— Begin DATA LISTING —

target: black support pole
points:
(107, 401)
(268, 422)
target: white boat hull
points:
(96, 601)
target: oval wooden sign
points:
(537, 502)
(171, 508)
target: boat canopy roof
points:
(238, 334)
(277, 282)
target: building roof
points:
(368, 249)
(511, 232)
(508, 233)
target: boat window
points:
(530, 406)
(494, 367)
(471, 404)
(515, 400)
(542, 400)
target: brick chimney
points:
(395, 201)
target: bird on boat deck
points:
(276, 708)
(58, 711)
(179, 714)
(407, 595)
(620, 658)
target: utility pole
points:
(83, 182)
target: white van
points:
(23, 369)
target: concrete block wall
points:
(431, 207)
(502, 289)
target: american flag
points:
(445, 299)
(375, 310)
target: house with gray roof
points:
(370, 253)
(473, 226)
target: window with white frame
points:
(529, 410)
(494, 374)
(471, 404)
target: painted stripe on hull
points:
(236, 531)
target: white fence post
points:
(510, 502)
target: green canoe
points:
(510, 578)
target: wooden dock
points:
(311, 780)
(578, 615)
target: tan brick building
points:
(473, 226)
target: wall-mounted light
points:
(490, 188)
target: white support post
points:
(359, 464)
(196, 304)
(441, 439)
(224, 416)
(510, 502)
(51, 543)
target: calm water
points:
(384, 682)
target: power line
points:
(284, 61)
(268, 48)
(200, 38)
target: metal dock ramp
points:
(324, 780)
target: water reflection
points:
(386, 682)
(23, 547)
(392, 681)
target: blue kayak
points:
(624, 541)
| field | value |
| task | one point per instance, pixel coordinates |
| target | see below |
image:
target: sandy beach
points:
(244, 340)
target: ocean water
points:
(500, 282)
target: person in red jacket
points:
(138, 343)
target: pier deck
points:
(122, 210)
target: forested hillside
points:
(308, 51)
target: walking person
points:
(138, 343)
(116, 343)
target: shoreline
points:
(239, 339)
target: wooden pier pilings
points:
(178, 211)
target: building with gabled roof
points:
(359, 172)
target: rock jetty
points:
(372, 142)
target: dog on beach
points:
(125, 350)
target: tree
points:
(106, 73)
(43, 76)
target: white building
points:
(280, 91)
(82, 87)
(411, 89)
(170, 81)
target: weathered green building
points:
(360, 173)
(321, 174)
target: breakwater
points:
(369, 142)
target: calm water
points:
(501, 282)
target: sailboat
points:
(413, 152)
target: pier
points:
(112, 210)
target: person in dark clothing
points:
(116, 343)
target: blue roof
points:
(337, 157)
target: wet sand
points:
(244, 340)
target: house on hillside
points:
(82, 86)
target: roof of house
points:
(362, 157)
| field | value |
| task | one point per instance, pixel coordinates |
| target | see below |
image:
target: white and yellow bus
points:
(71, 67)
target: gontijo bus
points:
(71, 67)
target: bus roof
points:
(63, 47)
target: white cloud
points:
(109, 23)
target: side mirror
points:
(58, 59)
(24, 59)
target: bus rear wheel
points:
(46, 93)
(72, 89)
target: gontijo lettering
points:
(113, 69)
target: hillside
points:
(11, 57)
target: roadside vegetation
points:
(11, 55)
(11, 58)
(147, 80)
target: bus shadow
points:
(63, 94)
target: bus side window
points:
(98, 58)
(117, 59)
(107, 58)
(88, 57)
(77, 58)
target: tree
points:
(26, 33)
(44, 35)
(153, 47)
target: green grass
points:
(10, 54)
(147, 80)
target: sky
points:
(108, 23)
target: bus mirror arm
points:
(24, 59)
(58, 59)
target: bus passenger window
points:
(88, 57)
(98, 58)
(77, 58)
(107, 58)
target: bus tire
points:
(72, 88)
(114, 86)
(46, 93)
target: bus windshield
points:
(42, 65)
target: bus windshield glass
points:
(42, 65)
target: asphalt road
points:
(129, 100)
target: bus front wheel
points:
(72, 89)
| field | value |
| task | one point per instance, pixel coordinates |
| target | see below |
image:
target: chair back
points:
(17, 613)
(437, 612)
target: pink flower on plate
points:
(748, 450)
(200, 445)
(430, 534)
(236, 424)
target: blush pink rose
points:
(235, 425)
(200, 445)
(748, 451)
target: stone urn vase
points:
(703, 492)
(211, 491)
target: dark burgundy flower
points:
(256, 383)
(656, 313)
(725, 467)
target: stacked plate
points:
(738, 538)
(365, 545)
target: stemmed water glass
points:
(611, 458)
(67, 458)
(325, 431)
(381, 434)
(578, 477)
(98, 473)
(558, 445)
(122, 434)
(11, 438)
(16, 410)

— End DATA LISTING —

* _SET TASK_
Take every line from the one containing "target: sailboat" to the end of the listing and output it exactly, with nothing else.

* _FULL SOLUTION_
target: sailboat
points:
(413, 152)
target: pier
points:
(112, 210)
target: person in dark clothing
points:
(116, 343)
target: blue roof
points:
(337, 157)
target: wet sand
points:
(244, 340)
target: house on hillside
points:
(82, 86)
target: roof of house
points:
(362, 157)
| field | value |
| task | one point per instance, pixel coordinates |
| target | see below |
image:
target: white and yellow bus
points:
(71, 67)
target: gontijo bus
points:
(71, 67)
target: bus roof
points:
(63, 47)
target: white cloud
points:
(109, 23)
target: side mirror
points:
(58, 59)
(24, 59)
target: bus rear wheel
points:
(46, 93)
(72, 89)
target: gontijo lettering
points:
(113, 69)
target: hillside
points:
(11, 57)
target: roadside vegetation
points:
(11, 55)
(11, 58)
(147, 80)
target: bus shadow
points:
(63, 94)
target: bus side window
points:
(98, 58)
(117, 59)
(107, 58)
(88, 57)
(77, 58)
target: tree
points:
(26, 33)
(44, 35)
(153, 47)
target: green grass
points:
(10, 54)
(147, 80)
target: sky
points:
(108, 23)
target: bus mirror arm
points:
(24, 59)
(58, 59)
target: bus passenger window
points:
(88, 57)
(98, 58)
(77, 58)
(107, 58)
target: bus tire
points:
(72, 88)
(114, 86)
(46, 93)
target: bus windshield
points:
(42, 65)
target: bus windshield glass
points:
(42, 65)
target: asphalt road
points:
(129, 100)
target: bus front wheel
points:
(72, 89)
| field | value |
| task | one point per instance, pixel coordinates |
| target | see below |
image:
target: chair back
points:
(17, 613)
(437, 612)
target: pink flower on plate
points:
(748, 450)
(200, 445)
(430, 534)
(236, 424)
target: blush pink rose
points:
(235, 425)
(200, 445)
(748, 451)
target: stone urn vase
points:
(703, 492)
(211, 491)
target: dark burgundy flower
points:
(256, 383)
(656, 313)
(725, 467)
target: stacked plate
points:
(738, 538)
(365, 545)
target: stemmed water glass
points:
(611, 458)
(67, 458)
(325, 431)
(381, 434)
(578, 477)
(98, 473)
(558, 445)
(122, 434)
(11, 438)
(16, 410)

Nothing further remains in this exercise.